▶ [YOUR GOAL]
Determine how many lines in the entries below contain the word "Provide", and state only that number.

-- Begin DATASET RECORDS --

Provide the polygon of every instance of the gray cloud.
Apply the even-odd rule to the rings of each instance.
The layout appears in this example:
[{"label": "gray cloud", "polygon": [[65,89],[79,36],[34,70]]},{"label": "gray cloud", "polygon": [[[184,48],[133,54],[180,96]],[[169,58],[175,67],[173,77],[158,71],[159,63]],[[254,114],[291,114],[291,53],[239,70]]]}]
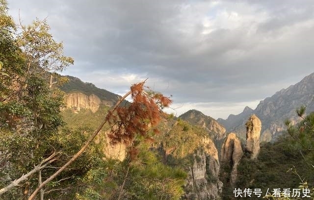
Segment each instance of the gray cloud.
[{"label": "gray cloud", "polygon": [[205,102],[258,102],[313,72],[314,6],[312,0],[9,0],[10,13],[16,18],[20,8],[26,23],[48,17],[75,60],[65,74],[119,93],[149,77],[177,103],[204,110]]}]

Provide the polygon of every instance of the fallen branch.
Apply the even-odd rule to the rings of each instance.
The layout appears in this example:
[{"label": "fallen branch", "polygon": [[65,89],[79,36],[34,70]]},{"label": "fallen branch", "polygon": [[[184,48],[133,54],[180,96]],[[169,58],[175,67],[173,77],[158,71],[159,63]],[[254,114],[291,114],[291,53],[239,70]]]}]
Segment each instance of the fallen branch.
[{"label": "fallen branch", "polygon": [[31,171],[30,171],[29,172],[28,172],[28,173],[25,175],[22,175],[22,176],[19,177],[19,178],[13,180],[11,182],[11,183],[8,185],[8,186],[7,186],[6,187],[5,187],[0,189],[0,195],[6,193],[8,191],[10,190],[11,188],[19,186],[19,184],[20,184],[20,183],[27,179],[28,176],[29,176],[30,175],[32,175],[35,173],[38,172],[39,170],[46,167],[47,165],[48,165],[50,163],[55,161],[56,160],[56,158],[54,158],[56,154],[56,153],[55,152],[52,153],[48,158],[43,160],[40,163],[40,164],[35,166],[34,167],[34,169],[33,169],[33,170],[32,170]]}]

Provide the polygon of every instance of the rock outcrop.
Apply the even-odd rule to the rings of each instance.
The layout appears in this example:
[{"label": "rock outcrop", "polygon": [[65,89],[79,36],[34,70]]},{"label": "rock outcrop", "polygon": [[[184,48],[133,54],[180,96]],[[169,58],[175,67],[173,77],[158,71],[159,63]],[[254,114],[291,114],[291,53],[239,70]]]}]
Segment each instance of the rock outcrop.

-- End DATASET RECORDS --

▶ [EXERCISE OUTPUT]
3